▶ _Problem_:
How many of the lines below contain the string "shirtless"? Capital letters count, so match the case exactly, and reply with the number alone.

▶ _Records provided_:

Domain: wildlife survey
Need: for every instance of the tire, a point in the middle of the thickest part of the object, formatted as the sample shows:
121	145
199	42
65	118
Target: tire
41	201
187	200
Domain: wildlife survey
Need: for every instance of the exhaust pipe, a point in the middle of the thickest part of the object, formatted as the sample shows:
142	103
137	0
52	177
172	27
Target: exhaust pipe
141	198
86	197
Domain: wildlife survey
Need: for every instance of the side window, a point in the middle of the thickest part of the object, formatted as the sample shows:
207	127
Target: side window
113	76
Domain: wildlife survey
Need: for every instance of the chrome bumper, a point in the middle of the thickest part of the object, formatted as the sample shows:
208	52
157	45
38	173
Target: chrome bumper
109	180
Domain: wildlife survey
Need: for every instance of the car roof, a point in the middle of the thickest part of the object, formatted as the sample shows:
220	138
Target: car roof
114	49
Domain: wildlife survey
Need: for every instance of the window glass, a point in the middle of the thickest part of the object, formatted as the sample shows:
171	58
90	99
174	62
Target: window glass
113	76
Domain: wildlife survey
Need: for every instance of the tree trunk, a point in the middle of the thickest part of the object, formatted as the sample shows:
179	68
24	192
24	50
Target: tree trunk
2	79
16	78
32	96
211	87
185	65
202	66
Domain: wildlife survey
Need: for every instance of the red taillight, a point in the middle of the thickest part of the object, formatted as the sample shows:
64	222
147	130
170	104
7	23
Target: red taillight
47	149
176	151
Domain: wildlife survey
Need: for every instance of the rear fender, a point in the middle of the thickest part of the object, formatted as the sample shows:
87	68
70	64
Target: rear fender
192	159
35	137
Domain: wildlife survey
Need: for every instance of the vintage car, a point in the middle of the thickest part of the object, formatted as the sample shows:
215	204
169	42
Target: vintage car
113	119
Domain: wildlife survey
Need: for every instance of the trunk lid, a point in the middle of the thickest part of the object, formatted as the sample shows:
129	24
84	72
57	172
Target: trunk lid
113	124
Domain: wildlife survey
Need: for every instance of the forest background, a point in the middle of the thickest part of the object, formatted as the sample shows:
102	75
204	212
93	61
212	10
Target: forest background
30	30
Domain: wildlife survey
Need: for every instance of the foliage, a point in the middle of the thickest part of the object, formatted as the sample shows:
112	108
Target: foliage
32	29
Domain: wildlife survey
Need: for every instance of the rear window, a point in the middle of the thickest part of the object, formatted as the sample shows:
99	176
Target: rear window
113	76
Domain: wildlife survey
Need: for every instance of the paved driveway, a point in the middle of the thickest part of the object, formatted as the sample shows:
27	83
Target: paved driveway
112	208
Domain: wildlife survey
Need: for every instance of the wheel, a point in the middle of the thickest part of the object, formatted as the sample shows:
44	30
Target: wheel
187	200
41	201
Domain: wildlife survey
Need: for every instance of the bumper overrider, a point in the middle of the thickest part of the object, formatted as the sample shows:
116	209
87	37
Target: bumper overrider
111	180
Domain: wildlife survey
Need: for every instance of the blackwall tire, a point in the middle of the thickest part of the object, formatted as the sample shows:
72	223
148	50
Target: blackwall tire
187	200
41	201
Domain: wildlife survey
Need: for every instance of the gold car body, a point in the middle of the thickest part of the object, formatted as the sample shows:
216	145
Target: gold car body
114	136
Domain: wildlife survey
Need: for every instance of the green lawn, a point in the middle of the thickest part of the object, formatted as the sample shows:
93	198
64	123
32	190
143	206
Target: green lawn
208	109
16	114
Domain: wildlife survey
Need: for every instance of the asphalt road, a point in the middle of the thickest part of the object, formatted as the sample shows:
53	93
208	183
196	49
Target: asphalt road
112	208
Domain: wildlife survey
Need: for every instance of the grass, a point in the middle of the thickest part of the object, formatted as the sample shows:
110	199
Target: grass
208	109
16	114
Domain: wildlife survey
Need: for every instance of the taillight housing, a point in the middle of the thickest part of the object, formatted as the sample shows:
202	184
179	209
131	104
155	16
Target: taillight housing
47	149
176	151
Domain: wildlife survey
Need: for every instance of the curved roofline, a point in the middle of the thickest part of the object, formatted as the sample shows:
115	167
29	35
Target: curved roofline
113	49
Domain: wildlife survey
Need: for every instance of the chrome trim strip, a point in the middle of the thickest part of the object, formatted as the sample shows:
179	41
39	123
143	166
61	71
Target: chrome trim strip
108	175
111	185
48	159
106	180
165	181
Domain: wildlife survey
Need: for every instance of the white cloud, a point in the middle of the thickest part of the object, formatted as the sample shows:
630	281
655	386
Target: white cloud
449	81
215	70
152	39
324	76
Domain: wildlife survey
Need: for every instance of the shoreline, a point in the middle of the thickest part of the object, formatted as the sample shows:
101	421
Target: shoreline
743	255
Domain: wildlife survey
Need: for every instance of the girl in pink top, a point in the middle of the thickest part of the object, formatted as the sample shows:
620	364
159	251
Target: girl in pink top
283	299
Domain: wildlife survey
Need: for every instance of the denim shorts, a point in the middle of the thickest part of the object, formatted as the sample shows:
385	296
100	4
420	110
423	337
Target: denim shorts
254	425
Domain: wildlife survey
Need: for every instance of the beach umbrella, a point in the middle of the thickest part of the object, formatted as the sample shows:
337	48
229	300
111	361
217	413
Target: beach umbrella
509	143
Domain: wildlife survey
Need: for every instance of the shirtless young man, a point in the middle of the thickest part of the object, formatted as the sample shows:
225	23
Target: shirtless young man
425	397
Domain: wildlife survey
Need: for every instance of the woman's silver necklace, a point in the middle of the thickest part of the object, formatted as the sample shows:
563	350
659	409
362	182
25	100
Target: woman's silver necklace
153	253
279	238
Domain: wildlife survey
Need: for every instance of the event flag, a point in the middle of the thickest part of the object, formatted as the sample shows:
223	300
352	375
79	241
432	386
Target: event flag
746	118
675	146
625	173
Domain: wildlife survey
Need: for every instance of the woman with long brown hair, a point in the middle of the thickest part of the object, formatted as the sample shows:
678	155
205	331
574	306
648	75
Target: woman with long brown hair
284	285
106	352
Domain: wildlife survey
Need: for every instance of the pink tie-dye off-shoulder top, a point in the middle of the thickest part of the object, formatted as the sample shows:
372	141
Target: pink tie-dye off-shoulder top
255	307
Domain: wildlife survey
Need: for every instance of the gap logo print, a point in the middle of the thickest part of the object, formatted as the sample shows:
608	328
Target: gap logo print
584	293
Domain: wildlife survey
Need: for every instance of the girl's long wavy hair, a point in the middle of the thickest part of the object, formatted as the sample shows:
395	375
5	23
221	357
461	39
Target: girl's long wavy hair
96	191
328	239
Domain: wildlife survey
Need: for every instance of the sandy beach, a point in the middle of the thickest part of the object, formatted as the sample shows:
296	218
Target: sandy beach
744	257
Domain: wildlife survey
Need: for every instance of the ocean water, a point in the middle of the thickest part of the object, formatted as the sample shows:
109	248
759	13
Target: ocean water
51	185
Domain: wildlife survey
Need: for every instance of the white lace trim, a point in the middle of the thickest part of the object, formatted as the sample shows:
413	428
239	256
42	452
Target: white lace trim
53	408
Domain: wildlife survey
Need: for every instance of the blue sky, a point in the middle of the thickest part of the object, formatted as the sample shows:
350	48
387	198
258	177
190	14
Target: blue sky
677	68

▶ _Response below_:
2